*** Opening of Document text ***

Consumers are Ready: While the traditional health care system is inching steadily towards digital health maturity, the real world is clamoring for it. In courting the provider market for the last few years, Ginger has been compulsively research-driven (pilots + papers), perhaps to a fault; For every two people who seek official help for mental health, three more go untreated. Waiting by the front door won’t cut it. Ginger sees what United is doing by advertising to consumers; looking at their changes to product and messaging it certainly seems they’ve thought about downstream partnership or acquisition.
What Does It Mean?
What can digital health startups take away from all of this?
- Balance Clinical and Economic Research: Behavioral health is tricky because it’s so hard to measure. Arguably, Ginger went too far down the clinical outcomes rabbit hole; their evidence page has nary a mention of any economic outcomes. Will their clinical outcomes be enough to sway corporate America? Lantern has taken a different tact early on, focusing on demonstrating an ROI for employer programs.
- Understand Your Target Market: Don’t let VC hype dumb down your go to market strategy. “Behavioral Health” is not a market, it is a set of conditions that range wildly in their epidemiology and treatment. Figure out three things: which sets of conditions you’re going after, which market segment of the health care system you’ll disrupt, and what product features can add value there. Iodine’s narrow focus on medication effectiveness, or Mevoked’s focus on maternal mental health, are two niche approaches demonstrating market savvy.
- The System Is Down: A self-serve app will not be able to transport consumers along the road to better care until our underlying infrastructure is patched up. Behavioral health care constitutes the very worst of the hackneyed horror stories we hear all too often: consumer-unfriendly, outdated, non-accountable, fragmented. Think convoluted referrals, out-of-network price gouging, broken consent mechanisms, prescription irregularity, and so on and so forth. Startups in behavioral health thus face a Catch-22: Technology is not enough to address the broken infrastructure, yet until the infrastructure is fixed, the technology can only have limited impact.

*** Close of Document text ***
*** Opening of Input data ***

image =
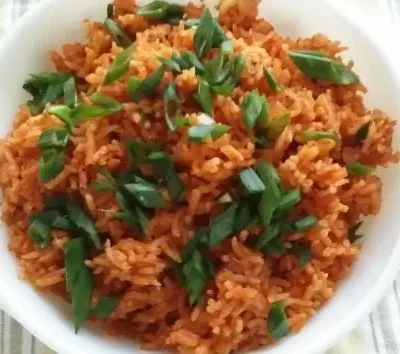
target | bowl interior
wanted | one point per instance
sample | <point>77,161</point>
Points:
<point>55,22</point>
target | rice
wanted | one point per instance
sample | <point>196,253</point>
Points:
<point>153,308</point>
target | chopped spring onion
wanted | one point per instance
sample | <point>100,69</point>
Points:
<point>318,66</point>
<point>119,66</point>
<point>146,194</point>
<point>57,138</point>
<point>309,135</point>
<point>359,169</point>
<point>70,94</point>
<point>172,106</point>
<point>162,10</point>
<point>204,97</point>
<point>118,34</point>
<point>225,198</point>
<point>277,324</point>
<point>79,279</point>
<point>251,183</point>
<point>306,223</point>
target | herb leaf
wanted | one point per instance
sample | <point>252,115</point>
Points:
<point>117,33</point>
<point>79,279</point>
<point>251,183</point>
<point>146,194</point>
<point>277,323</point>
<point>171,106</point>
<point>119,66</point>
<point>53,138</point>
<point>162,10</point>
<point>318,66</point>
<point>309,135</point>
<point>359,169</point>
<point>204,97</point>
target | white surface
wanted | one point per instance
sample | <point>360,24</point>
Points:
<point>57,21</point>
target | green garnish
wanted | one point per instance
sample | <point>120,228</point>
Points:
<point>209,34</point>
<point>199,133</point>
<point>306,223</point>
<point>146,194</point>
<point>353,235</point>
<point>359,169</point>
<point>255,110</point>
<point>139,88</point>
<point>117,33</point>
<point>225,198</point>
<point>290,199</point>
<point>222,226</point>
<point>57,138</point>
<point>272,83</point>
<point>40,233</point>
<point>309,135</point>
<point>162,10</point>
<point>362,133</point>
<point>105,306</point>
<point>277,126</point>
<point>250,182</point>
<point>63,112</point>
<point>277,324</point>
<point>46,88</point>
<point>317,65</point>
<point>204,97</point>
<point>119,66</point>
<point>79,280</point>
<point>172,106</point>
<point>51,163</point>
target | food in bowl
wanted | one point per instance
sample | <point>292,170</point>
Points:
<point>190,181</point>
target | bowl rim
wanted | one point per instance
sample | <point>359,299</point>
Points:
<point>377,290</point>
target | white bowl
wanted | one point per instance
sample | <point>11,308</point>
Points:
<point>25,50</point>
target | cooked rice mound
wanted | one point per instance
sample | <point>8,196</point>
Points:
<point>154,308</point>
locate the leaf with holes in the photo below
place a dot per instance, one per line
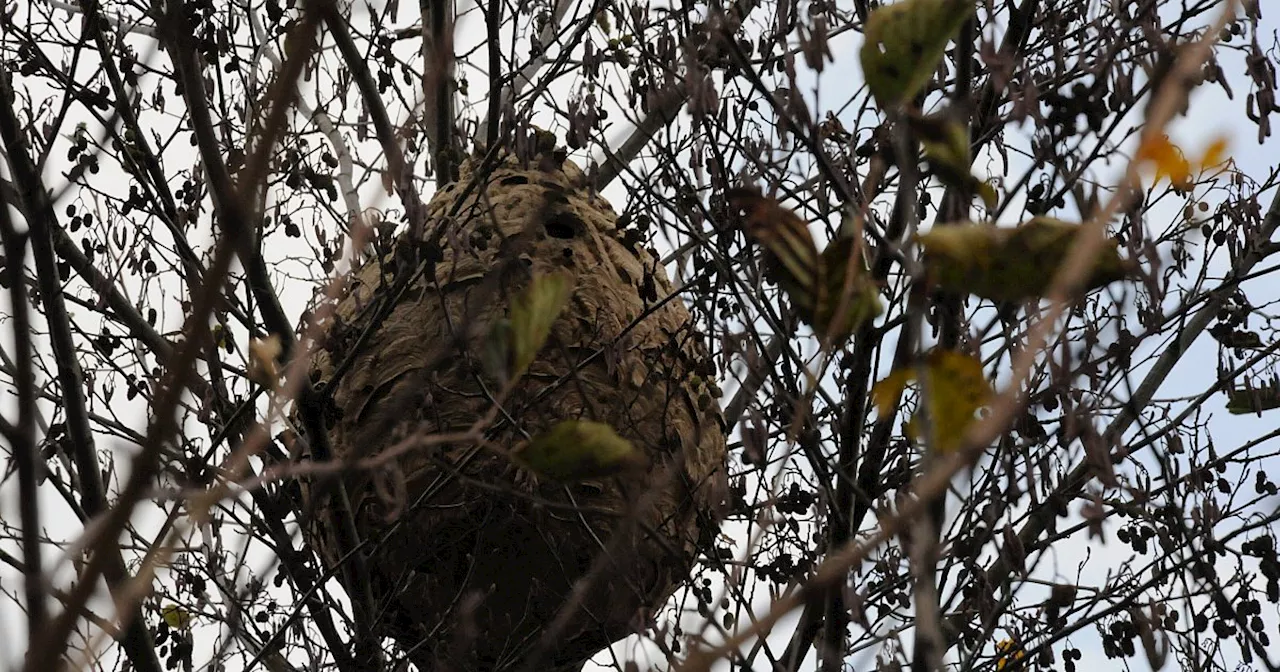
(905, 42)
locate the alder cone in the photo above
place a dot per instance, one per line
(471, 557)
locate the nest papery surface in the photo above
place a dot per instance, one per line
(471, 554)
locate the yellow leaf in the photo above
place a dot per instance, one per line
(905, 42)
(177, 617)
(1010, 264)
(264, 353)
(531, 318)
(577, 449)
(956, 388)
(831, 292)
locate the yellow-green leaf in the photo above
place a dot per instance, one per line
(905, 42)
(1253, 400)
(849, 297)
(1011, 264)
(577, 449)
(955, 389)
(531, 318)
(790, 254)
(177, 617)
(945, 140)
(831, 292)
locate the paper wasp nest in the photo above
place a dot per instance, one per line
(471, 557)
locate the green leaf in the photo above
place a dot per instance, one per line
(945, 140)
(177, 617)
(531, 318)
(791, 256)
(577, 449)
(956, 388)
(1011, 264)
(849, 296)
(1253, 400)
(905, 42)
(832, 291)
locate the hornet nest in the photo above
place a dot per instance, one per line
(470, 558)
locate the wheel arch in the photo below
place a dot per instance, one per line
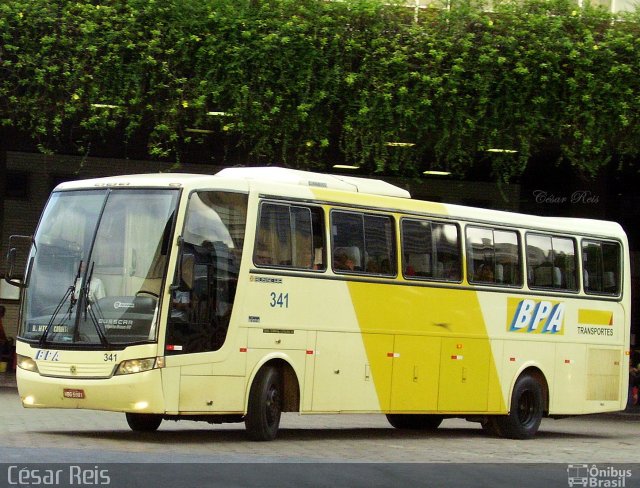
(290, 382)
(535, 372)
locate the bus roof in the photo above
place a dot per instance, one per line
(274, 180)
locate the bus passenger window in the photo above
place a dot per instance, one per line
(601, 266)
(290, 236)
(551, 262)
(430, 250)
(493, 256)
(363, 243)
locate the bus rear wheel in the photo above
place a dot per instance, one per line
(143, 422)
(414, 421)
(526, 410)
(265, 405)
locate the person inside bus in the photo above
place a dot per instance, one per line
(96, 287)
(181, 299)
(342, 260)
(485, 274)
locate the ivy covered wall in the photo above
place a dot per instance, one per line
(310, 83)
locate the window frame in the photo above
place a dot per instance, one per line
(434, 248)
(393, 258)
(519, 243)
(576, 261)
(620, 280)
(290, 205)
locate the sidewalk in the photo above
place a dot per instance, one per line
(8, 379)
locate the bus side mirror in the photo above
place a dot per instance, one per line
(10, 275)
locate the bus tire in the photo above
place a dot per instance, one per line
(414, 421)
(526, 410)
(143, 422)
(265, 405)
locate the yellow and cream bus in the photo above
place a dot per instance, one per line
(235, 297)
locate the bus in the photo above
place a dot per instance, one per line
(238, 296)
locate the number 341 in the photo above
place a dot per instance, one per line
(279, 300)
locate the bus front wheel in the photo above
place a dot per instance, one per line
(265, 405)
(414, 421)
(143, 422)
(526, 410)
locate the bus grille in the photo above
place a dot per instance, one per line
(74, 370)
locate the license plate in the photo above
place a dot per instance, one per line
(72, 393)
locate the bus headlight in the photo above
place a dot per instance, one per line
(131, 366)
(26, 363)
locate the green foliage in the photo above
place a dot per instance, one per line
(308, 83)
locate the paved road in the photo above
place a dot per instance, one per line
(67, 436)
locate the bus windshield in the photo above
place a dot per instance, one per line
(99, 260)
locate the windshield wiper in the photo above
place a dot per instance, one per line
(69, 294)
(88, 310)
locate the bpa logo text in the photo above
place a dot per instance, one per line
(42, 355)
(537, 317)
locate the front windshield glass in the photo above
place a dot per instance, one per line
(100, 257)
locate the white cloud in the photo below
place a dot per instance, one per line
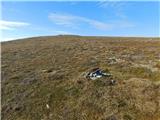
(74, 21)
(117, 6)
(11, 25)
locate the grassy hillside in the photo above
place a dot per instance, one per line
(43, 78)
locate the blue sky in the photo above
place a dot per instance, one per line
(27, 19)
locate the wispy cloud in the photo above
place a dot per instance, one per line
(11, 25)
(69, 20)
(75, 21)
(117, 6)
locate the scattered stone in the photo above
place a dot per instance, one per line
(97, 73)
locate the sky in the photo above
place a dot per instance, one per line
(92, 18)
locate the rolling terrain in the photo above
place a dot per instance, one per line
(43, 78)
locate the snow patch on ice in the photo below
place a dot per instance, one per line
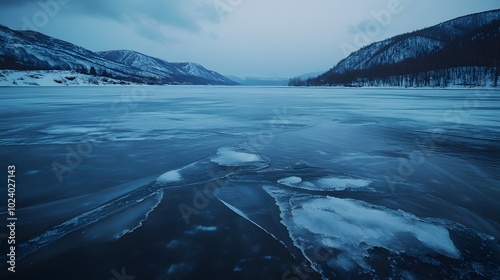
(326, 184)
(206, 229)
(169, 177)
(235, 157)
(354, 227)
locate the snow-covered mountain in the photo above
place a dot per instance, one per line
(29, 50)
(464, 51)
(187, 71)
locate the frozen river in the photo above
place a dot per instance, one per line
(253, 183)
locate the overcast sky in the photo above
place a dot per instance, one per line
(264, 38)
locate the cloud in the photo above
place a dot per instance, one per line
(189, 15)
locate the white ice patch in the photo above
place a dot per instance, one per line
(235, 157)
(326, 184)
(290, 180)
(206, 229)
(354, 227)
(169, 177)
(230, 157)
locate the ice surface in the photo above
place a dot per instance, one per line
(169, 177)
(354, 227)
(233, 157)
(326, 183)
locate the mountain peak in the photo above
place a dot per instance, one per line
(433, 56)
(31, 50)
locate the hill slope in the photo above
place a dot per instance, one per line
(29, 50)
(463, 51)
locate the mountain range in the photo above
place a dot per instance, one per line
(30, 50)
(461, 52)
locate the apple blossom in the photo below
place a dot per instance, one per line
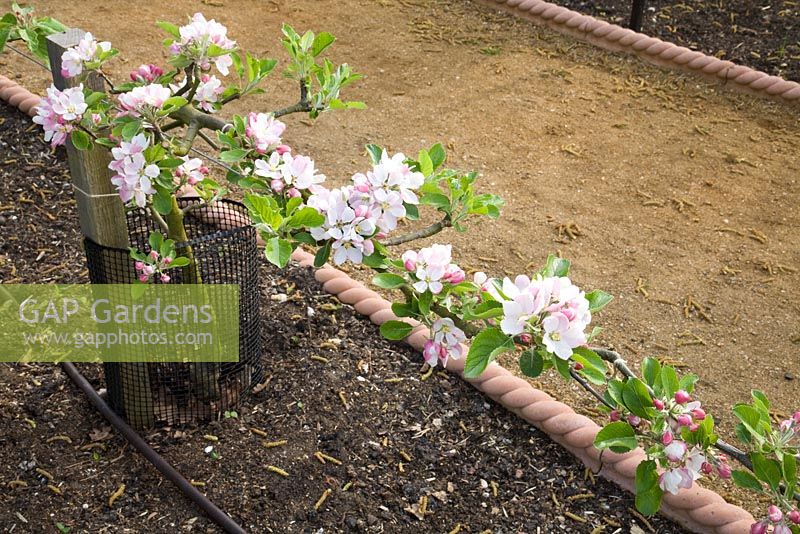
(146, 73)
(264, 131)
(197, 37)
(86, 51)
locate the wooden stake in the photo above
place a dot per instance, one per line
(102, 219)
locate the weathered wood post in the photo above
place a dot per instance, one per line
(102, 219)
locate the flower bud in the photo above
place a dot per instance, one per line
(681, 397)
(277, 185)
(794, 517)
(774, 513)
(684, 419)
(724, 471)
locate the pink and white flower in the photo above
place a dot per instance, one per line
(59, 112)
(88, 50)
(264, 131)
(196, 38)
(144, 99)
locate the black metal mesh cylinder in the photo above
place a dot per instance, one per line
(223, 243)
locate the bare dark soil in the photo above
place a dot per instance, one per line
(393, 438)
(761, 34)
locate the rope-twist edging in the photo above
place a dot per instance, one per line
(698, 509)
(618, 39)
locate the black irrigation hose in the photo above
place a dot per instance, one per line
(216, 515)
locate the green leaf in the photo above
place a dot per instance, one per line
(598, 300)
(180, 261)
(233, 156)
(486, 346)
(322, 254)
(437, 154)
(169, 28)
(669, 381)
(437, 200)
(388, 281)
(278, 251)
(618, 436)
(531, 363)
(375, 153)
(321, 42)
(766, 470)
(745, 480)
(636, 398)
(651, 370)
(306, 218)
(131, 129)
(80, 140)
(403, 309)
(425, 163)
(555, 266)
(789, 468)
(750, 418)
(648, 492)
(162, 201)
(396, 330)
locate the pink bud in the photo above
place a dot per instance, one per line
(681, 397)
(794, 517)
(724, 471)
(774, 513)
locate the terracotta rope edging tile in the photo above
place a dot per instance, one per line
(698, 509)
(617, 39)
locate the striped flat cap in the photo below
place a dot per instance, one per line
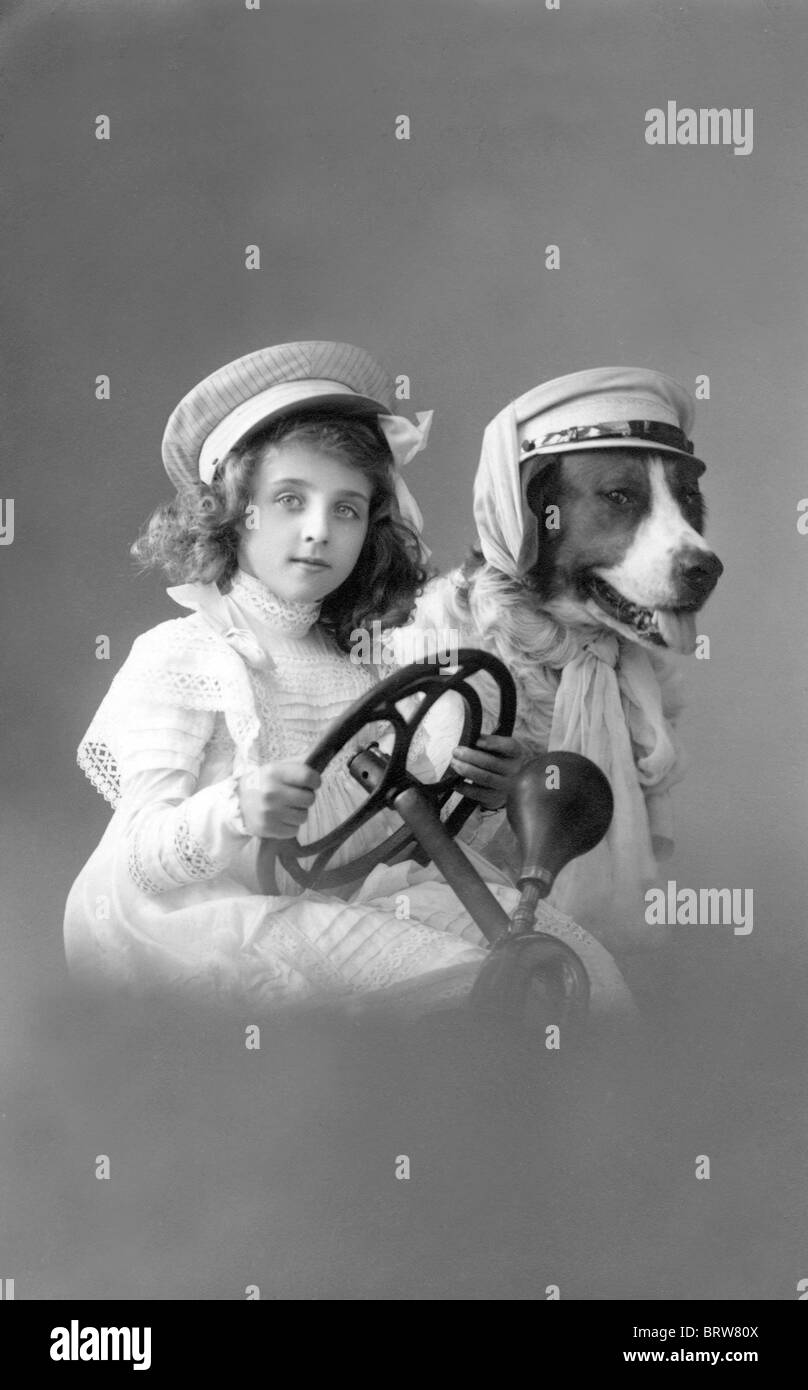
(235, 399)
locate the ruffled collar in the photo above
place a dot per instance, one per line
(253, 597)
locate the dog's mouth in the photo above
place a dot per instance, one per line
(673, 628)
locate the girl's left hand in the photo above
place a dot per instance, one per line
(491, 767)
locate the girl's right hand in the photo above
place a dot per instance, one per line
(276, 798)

*** Close of Input data ***

— Things to do —
1 - Please translate this sentence from the article on digital behavioral health startups into Spanish: "A self-serve app will not be able to transport consumers along the road to better care until our underlying infrastructure is patched up."
2 - Continue the article on digital behavioral health startups from its last sentence.

— Answers to the exercises —
1 - Una aplicación de autoservicio no podrá llevar a los consumidores por el camino hacia una mejor atención hasta que se repare nuestra infraestructura subyacente.

2 -
So where does this leave Ginger?
Acquisition seems like it’s the only logical path forward, and at this point a large payer might be their best option – or even their only option. Ginger’s brand value may have already peaked. More than one behavioral health insider suggested to me that the algorithm black box approach has likely turned off some customers on the health systems side who were seeking a partner, not a vendor. Ginger’s investors may have also priced it off the lot after the last funding round; One rumor claims Google’s Verily took a sniff at Ginger and passed on acquisition, due in part to a high asking price.
The unbridled hype of yesterday is quickly facing the cold hard questions of reality: How do we define, quantify, and put a price on success for a digital health startup operating in a messy market?
With a new emphasis on generating steady revenue on large-scale deals instead of racking up more one-off provider partnerships and research data, Ginger seems to be searching for proof that they have built a viable business model, not just an interesting data platform. If their bet pays off, the new consumer-centric offering combined with the open arms (and checkbooks) of the employer market will mean that millions of Americans gain access to much-needed behavioral health care. If not, Ginger may wind up like one of their own published articles: Important, but ultimately a footnote in the evolving story of digital health.